GOAL
Copy out every one of the records below word for word, leaving out any pictures.

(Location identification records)
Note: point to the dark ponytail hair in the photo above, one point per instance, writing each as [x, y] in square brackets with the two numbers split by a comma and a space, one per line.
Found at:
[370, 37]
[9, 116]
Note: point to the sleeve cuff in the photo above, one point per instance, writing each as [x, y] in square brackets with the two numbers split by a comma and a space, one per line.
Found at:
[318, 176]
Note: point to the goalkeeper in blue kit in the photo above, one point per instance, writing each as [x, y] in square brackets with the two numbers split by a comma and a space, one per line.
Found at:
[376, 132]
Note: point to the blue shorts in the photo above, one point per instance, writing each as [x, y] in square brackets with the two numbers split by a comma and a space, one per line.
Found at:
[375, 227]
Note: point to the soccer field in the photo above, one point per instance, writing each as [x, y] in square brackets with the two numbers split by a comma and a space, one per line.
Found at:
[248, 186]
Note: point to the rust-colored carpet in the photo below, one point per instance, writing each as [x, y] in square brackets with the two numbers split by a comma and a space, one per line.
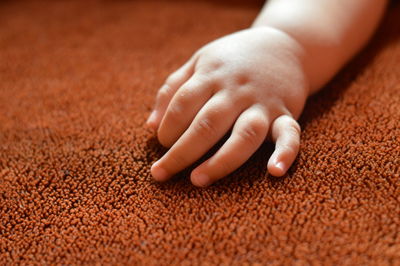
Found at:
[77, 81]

SOLUTION BELOW
Note: point to the dark ponytail hair in the photo above, one point per instance, writing each as [x, y] in square brackets with the two numbers split by a comma and a space, one per line.
Found at:
[370, 37]
[9, 116]
Note: point to the sleeve cuff in the photo above, one point per instance, writing each as [x, y] in square brackets with the two numbers split by a comma and a space, one per line.
Found at:
[318, 176]
Note: point to the goalkeeper in blue kit in the photo above, one point per instance, writing each as [x, y] in square brackets with the two numbers split by a comma and a space, one per line.
Found at:
[376, 132]
Note: point to the blue shorts in the photo above, one point per instance, writing each as [x, y] in square brackets with the two numbers split by a comma and a space, one per line.
Found at:
[375, 227]
Note: point to the soccer field in the photo above, one point per instance, writing each as [x, y] in square brackets with the two numbers split by a comma and a space, one per line.
Found at:
[248, 186]
Note: point to the rust-colored carpet in the photo below, one point per instance, writing each as [x, y] in square brackets with the two numbers split by a comma and a space, one per line.
Found at:
[77, 81]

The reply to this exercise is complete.